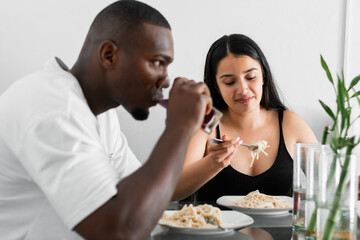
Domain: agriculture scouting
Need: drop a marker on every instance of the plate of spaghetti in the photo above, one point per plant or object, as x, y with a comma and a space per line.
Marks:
203, 219
257, 203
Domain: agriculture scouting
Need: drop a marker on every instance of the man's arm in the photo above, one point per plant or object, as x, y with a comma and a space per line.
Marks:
144, 195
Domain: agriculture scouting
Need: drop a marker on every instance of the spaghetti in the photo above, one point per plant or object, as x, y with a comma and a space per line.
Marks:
202, 216
256, 199
262, 145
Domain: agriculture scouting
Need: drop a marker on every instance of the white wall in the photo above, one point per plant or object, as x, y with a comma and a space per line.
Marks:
292, 34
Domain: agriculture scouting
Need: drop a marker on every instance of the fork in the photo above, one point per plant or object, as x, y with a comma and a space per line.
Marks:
253, 147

━━━━━━

**Task instructions:**
Search the preceding listing for "spaghetti" and extract every line where it is found.

**Response to the exercise:**
Need: drop a marker on every instance of the plate of spaghetti in the photo above, one point per plant or object, as x, y with a comma and a space per line.
Need: drop a marker on every instance of the spaghetti in the photo above, one point per plant or object, as x, y with a comma and a space per line.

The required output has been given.